- _RECORD SET_
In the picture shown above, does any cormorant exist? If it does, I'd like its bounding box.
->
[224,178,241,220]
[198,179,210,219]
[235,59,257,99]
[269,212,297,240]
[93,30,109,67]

- _THE EXERCISE_
Rewrite the rows above as a numbered list, skipping any blank lines.

- _EXERCISE RESULT_
1. In the picture shown above, does any cormorant exist? If it does, I'd like its bounding box.
2. ->
3. [224,178,241,220]
4. [198,179,210,219]
5. [235,59,257,99]
6. [269,212,297,240]
7. [93,30,109,67]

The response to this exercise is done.